§ **To be done**
Please write out the records below word for word, leaving the pictures out of your answer.

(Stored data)

------------------------

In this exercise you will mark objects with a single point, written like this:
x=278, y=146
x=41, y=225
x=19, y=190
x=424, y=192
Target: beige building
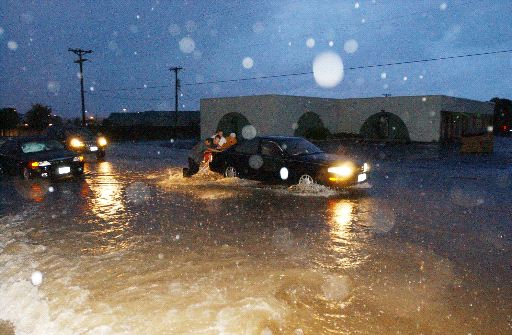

------------------------

§ **Result**
In this exercise you will mark objects with a single point, written like this:
x=278, y=146
x=41, y=225
x=19, y=190
x=424, y=192
Target: beige building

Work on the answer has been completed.